======== Records for the task ========

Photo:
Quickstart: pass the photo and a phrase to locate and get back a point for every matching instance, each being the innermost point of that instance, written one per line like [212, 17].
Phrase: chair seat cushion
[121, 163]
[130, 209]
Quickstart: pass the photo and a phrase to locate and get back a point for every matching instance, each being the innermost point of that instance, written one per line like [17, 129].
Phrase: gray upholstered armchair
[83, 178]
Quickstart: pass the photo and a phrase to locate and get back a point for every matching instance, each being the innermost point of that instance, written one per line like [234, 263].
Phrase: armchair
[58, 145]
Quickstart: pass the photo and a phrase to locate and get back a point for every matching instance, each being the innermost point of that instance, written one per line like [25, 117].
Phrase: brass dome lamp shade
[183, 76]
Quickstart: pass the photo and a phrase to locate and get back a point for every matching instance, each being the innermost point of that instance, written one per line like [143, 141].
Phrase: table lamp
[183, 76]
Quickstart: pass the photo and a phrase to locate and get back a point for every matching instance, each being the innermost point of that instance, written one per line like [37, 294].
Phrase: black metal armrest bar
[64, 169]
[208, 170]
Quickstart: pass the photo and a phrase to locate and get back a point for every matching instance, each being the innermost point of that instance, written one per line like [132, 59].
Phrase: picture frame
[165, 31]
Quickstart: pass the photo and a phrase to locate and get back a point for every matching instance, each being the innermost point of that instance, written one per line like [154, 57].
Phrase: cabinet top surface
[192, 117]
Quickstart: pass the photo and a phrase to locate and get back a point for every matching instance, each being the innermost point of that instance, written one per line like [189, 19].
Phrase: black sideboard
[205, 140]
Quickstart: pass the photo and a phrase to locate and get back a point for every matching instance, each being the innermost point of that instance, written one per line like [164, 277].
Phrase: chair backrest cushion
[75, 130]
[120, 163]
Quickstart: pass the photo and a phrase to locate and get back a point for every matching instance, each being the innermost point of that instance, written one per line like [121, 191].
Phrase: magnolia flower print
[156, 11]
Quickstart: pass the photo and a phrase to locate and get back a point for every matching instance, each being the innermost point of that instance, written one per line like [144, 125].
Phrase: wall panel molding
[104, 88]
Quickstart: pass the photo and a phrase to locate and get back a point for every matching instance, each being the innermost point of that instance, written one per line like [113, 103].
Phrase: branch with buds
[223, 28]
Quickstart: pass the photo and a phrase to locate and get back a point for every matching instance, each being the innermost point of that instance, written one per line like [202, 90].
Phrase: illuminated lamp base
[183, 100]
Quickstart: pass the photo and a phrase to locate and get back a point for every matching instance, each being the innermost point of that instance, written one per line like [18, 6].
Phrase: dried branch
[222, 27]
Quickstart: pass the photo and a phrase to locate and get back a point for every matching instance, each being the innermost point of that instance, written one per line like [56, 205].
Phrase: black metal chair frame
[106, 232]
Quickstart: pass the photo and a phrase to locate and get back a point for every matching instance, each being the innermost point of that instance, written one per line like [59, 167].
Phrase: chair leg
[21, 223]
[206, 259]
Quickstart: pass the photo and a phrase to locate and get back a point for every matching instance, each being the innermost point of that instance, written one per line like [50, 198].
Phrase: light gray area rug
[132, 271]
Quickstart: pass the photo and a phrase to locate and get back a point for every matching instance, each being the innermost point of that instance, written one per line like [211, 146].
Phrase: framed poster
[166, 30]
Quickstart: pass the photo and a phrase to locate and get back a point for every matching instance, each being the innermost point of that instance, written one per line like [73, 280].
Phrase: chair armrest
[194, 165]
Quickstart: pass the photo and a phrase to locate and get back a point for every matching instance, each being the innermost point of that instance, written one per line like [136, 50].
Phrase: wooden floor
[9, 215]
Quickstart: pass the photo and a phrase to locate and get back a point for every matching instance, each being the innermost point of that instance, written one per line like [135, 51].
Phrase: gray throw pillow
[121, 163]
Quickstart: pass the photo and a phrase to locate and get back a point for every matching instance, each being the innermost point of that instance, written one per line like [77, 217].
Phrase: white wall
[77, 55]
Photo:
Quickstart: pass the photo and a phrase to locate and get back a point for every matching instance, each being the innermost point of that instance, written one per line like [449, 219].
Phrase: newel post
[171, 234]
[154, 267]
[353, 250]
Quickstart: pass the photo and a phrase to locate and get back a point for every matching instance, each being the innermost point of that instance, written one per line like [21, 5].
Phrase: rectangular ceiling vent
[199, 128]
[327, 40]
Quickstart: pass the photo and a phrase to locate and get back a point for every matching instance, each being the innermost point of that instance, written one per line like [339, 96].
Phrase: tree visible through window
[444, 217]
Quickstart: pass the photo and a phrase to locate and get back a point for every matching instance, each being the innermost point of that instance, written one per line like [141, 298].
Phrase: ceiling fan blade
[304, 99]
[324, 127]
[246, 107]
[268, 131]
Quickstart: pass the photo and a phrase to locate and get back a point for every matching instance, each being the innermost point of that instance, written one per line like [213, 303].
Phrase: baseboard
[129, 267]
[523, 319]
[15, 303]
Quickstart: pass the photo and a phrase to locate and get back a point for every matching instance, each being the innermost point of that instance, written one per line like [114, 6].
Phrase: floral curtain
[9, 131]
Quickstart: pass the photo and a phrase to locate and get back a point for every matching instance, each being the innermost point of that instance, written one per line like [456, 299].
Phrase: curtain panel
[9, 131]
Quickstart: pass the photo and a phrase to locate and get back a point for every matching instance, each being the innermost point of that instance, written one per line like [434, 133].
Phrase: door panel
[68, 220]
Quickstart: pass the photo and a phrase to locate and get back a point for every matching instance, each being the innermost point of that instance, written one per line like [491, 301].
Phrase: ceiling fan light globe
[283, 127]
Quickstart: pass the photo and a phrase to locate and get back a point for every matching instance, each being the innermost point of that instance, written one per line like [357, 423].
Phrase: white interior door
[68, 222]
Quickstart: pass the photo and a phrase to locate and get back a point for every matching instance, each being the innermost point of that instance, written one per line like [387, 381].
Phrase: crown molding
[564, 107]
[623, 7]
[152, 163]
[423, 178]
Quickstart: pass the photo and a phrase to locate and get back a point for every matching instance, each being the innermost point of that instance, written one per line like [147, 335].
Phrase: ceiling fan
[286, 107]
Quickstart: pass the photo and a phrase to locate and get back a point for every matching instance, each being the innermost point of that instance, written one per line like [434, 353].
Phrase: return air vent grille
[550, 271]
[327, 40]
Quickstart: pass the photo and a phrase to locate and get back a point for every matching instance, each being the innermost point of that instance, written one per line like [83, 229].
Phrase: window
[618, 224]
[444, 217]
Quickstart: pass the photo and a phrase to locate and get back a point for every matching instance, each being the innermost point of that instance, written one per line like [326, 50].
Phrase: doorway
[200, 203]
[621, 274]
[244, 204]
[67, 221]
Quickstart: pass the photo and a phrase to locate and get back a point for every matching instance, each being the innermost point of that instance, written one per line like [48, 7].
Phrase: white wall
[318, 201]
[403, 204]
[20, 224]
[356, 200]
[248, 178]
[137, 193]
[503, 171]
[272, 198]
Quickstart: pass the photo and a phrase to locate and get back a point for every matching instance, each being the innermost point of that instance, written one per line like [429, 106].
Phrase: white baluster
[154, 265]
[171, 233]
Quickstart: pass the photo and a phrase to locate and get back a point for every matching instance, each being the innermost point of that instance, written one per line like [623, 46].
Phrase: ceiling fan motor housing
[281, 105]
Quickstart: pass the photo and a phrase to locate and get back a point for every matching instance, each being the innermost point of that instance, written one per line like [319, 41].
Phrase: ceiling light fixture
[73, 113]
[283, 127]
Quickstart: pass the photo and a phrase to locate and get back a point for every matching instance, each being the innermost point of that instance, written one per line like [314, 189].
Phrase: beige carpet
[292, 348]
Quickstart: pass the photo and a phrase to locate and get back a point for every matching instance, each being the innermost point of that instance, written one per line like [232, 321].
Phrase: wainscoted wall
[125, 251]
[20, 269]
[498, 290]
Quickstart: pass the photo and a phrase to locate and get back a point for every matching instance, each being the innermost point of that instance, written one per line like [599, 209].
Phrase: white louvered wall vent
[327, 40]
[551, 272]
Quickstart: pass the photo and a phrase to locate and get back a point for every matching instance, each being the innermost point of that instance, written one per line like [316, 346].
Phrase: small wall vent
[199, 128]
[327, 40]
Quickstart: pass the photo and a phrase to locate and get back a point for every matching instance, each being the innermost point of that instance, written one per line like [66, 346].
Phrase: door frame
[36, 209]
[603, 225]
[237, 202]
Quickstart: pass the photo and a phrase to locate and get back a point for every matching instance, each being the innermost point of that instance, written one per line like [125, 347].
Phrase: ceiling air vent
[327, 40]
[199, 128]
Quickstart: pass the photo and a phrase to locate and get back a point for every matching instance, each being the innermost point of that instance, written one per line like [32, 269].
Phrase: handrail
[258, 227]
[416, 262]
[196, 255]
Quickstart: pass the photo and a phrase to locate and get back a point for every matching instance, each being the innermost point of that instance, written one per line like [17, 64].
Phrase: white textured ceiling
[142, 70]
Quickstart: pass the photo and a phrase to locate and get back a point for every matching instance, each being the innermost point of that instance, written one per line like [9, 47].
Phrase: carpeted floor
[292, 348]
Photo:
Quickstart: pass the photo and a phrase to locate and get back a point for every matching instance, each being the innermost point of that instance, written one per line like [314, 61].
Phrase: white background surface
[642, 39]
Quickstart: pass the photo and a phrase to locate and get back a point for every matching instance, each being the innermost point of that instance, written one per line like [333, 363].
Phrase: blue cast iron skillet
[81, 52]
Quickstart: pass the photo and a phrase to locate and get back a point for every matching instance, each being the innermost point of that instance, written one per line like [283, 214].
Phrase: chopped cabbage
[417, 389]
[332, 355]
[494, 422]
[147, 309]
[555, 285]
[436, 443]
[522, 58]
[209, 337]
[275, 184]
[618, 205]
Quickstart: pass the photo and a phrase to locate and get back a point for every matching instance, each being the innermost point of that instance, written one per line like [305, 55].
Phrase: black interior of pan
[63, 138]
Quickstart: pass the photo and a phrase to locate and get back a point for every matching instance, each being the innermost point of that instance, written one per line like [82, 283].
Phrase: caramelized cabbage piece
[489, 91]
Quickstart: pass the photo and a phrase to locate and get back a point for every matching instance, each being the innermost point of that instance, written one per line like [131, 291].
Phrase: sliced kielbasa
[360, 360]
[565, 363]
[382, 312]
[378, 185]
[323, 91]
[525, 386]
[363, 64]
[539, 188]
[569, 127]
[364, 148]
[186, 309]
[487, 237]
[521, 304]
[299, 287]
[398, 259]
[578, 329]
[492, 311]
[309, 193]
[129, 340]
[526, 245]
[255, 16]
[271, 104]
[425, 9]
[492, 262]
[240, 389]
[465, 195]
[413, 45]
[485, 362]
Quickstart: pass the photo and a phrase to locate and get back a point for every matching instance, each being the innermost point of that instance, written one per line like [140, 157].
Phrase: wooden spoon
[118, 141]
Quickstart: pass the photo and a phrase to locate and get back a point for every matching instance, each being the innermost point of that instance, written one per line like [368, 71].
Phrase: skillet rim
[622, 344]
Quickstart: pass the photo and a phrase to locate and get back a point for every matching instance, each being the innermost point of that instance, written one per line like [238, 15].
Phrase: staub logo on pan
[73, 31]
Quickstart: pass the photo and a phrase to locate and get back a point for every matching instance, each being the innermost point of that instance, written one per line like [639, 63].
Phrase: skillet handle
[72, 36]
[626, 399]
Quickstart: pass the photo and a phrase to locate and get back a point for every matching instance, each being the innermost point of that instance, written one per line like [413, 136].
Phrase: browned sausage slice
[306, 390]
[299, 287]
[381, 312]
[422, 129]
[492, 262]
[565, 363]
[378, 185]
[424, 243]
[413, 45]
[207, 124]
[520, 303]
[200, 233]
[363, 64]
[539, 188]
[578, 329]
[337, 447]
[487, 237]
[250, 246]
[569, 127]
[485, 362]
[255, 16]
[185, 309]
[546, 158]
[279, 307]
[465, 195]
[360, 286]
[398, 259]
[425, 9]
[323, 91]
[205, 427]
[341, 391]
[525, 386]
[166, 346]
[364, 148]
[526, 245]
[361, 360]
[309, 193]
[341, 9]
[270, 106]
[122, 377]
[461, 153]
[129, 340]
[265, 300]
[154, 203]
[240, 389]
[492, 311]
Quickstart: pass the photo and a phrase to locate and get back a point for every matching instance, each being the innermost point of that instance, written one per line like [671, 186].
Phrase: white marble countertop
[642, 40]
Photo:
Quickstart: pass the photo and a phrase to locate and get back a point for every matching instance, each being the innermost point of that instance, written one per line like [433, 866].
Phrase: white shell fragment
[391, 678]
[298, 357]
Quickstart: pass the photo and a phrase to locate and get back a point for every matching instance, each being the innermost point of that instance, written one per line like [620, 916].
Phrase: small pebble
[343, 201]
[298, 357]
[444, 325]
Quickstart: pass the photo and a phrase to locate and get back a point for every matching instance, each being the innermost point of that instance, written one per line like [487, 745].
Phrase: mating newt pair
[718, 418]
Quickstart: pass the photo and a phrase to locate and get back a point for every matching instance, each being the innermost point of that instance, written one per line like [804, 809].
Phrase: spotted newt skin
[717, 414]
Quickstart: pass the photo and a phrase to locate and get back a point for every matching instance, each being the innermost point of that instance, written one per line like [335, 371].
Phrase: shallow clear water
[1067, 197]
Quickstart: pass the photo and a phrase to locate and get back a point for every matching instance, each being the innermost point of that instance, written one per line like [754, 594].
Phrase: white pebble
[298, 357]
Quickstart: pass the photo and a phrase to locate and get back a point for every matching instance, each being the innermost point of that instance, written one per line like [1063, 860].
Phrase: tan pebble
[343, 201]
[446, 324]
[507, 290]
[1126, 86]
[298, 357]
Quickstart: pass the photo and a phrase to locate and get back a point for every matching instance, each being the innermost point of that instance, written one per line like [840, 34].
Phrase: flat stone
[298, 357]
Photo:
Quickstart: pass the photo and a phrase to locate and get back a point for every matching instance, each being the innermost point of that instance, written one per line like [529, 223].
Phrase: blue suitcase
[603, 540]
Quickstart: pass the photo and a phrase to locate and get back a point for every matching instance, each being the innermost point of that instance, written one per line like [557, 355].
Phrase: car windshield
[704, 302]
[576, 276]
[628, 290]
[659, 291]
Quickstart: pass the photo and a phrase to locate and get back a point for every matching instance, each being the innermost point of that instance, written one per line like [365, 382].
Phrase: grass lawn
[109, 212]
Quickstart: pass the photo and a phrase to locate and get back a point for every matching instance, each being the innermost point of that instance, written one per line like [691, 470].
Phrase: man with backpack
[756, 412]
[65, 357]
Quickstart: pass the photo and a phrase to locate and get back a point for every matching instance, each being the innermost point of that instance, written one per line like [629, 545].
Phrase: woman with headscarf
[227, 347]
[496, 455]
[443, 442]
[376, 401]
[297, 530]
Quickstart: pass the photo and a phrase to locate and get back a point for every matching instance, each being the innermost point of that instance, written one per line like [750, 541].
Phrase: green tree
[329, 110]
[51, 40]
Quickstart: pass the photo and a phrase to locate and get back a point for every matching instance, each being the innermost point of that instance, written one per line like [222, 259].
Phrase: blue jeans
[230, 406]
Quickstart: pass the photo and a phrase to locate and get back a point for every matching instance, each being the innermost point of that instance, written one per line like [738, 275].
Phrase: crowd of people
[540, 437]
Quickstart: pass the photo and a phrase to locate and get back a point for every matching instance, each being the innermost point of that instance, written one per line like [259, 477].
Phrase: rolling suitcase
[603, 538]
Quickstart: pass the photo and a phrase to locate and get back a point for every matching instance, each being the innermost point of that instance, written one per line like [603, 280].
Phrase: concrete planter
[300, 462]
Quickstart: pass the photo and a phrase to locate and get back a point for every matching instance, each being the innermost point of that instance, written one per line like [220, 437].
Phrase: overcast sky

========

Requirement.
Repeat exactly the lines above from the line that contains "like [691, 470]." through the end. Include both of these ends; leave out everything else.

In response.
Quickstart: pass the photo and a phrase to locate and get back a point for every matching instance, each being the innermost point of that instance, written one per line like [691, 470].
Phrase: man with backpack
[756, 412]
[65, 357]
Quickstart: pass the photo and a phrase to locate and get back a point for every matching instance, each being the innermost point of that instance, written one per line like [629, 545].
Phrase: woman with headscarf
[227, 347]
[496, 455]
[443, 442]
[376, 401]
[297, 530]
Quickstart: pass the photo and a phrase to locate and get back a point for every matching instance, each being the innermost point of that instance, written one per line like [750, 541].
Phrase: green tree
[329, 110]
[51, 40]
Quickstart: pass the photo and a phrase to locate and get back a point for every matching instance, each being the innermost point of that instance, written one per line like [222, 259].
Phrase: blue jeans
[230, 406]
Quickstart: pass the photo and a phrase to locate and get back a point for every matching instance, each being the innermost point of that instance, written one per line like [738, 275].
Phrase: crowd of people
[540, 437]
Quickstart: pass the photo and a phrase to locate and get back a point for every matching instance, each being the innermost point of that instance, written one per line like [259, 477].
Phrase: rolling suitcase
[603, 538]
Quickstart: pass the photo and a phrase to locate and get back a point for every matching instance, each being the innermost point of that instance, written one per line like [603, 280].
Phrase: concrete planter
[300, 462]
Quickstart: pass the photo and a phrase to locate and get back a point for every matching instance, each being the innermost point of that instance, written one per line like [220, 437].
Phrase: overcast sky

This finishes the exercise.